**Work request**:
Would you give again, exactly, the lines running from the line with "the wooden slat" to the end of the data below, both included?

*** Opening of Materials provided ***

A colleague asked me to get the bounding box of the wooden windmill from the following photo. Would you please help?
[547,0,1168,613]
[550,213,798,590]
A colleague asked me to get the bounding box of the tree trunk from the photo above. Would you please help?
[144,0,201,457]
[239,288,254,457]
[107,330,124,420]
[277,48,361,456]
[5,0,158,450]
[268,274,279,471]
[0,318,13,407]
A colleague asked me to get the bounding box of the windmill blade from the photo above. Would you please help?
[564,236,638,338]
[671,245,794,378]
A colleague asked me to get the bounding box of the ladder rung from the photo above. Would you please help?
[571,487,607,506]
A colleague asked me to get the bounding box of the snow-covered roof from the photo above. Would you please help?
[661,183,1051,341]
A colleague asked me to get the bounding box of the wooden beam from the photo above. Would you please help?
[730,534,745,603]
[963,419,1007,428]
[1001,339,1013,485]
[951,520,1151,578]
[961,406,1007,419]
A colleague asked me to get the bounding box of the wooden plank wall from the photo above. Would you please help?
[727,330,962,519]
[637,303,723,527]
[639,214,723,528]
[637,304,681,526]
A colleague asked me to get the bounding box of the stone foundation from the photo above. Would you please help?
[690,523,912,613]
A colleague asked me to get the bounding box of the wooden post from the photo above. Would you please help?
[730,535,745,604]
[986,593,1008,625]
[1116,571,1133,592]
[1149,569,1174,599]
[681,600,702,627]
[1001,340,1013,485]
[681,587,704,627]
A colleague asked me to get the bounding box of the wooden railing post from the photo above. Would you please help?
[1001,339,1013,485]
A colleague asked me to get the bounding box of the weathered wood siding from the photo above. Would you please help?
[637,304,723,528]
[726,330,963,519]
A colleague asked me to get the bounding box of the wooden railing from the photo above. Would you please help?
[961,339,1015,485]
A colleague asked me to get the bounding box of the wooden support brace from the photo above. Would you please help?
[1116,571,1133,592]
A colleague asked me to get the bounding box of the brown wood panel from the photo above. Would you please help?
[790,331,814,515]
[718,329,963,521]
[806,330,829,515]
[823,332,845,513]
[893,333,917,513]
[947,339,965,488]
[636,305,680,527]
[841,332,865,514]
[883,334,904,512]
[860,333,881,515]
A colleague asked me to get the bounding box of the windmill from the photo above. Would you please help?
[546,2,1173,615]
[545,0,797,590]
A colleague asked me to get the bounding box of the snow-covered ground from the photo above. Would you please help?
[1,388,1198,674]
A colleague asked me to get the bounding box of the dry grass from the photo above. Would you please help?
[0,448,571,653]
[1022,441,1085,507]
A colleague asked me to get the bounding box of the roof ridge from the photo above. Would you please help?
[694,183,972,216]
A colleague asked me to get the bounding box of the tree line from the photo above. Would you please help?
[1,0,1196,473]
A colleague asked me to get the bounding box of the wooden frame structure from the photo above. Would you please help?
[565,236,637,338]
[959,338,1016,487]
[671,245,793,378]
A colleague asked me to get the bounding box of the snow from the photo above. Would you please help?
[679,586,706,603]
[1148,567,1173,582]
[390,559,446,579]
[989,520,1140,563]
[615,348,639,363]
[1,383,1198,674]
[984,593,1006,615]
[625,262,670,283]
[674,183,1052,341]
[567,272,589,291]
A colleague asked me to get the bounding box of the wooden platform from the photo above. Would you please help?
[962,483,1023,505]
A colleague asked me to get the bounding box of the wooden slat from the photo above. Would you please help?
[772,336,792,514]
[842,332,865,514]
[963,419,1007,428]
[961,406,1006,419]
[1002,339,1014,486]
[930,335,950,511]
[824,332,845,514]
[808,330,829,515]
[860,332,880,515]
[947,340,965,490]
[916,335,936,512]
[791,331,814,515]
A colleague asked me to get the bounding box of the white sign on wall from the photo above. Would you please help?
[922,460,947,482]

*** Close of Materials provided ***

**Written answer**:
A colleague asked me to get the bounding box of the wooden slat from the photo above. Would you please help?
[772,336,792,514]
[842,332,865,514]
[963,419,1007,428]
[961,406,1006,419]
[1002,339,1014,486]
[930,335,950,511]
[824,332,845,514]
[808,330,829,515]
[860,332,880,515]
[947,340,965,490]
[916,335,936,512]
[791,331,814,515]
A colleague asked me to get the bounding box of the white sign on wall from the photo above. Would you please help?
[922,460,947,482]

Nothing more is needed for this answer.